• Task statement: Repeat the lines starting at the one containing "GET /detect?image=&q=umbrella canopy&fmt=corner_tuples" and ending at the one containing "(250, 193), (380, 287)", both included, with no changes.
+++ Material shown
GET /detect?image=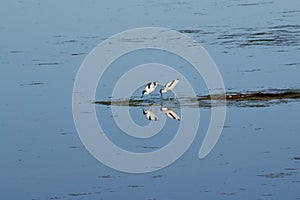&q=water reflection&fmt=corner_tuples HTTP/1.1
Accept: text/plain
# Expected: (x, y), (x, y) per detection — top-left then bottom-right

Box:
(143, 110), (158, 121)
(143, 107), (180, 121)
++++++
+++ Material shown
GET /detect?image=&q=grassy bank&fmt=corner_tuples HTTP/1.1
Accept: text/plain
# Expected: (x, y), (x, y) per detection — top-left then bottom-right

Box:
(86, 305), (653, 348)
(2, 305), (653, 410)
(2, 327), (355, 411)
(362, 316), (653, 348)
++++++
+++ Material shown
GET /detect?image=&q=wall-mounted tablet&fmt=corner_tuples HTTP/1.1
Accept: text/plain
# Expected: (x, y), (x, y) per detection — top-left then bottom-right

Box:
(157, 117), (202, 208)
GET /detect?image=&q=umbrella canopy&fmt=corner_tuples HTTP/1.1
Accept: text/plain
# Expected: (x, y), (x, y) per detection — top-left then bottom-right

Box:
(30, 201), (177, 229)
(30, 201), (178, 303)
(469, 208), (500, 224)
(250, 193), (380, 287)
++++++
• Answer for the task:
GET /detect?image=&q=umbrella canopy&fmt=corner_tuples HTTP/1.1
Accept: text/plain
# Expected: (x, y), (x, y) per detection — top-left then bottom-right

Box:
(30, 201), (177, 229)
(30, 201), (178, 303)
(469, 208), (500, 224)
(250, 193), (380, 287)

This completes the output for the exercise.